> FRAGMENTO DE PÁGINA
+++++
El sitio de Betulia pone a prueba la fe vacilante de los judíos sitiados, que empiezan a hablar de rendición (7,1ss). En este momento aparece Judit, una viuda, joven, sabia y piadosa. Judit se enfrenta a la cobardía de los suyos, confesando la fe y confianza en Dios. La historia del pueblo es el testimonio vivo de la protección de Dios. No pueden rendirse, pues de ellos depende la suerte de Jerusalén (8,11-27). Con la confianza puesta en Dios, pasa al campamento asirio y logra, con su belleza, seducir al general Holofernes, a quien corta la cabeza cuando está embriagado (11-13). El ejército asirio huye e Israel sube a Jerusalén a dar gracias a Dios con el himno de acción de gracias, entonado por la propia Judit y coreado por todo el pueblo.
+++++
> DATOS PROPORCIONADOS
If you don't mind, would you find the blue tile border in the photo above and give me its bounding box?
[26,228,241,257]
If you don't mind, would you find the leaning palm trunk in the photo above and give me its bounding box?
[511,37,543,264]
+++++
> EN QUÉ TRABAJAR
1/ Reproduce literalmente el pasaje del fragmento sobre Judit que empieza con las palabras que contienen "El sitio de" y termina con "todo el pueblo.".
2/ Prosigue el fragmento sobre Judit a partir de su última oración.
Los datos son un material aparte, independiente del fragmento sobre Judit.

> RESULTADOS EN ORDEN
1/
El sitio de Betulia pone a prueba la fe vacilante de los judíos sitiados, que empiezan a hablar de rendición (7,1ss). En este momento aparece Judit, una viuda, joven, sabia y piadosa. Judit se enfrenta a la cobardía de los suyos, confesando la fe y confianza en Dios. La historia del pueblo es el testimonio vivo de la protección de Dios. No pueden rendirse, pues de ellos depende la suerte de Jerusalén (8,11-27). Con la confianza puesta en Dios, pasa al campamento asirio y logra, con su belleza, seducir al general Holofernes, a quien corta la cabeza cuando está embriagado (11-13). El ejército asirio huye e Israel sube a Jerusalén a dar gracias a Dios con el himno de acción de gracias, entonado por la propia Judit y coreado por todo el pueblo.

2/
Judith con la cabeza de Holofernes

El relato de Judit es todo un símbolo, comenzando por el nombre: Judit es la "judía" por excelencia y, como Débora y Ester, es madre de Israel. Judit es situada en Betulia, es decir, en Betel, la "casa de Dios". En Judit aparece el Dios de la revelación, que da la vuelta a la historia, exaltando al débil y humillando al potente: "No está en el número tu fuerza, ni tu poder en los valientes, sino que eres el Dios de los humildes, el defensor de los pequeños, apoyo de los débiles, refugio de los desvalidos, salvador de los desespera­dos" (9,11). Judit es la judía fiel; Betulia es la casa de Dios, viuda defendida por Dios que destruye, aplastando la cabeza de su general Holofernes, a Nabucodonosor, encarnación del orgullo personificado. De este modo Judit es el prototipo de la debilidad que vence la violencia, el mal, el Anticristo, como aparece en la catedral de Chartres y en infinidad de obras de arte.

 La liturgia aplica a María la bendición pronunciada sobre Judit: "Tú eres la gloria de Jerusalén, tú el honor de nuestro pueblo. Al hacer todo esto con tu mano has procurado la dicha de Israel y Dios se ha complacido en lo que has hecho. Bendita seas del Señor Omnipotente por siglos infinitos" (15,8-10). "¡Bendita seas, hija del Dios Altísimo más que todas las mujeres de la tierra! Y bendito sea Dios, el Señor, Creador del cielo y de la tierra, que te ha guiado para cortar la cabeza del jefe de nuestros enemigos" (13,18). Estas bendiciones se cumplirán plenamente en María, cuyo Hijo aplastará realmente la cabeza del jefe de nuestros enemigos.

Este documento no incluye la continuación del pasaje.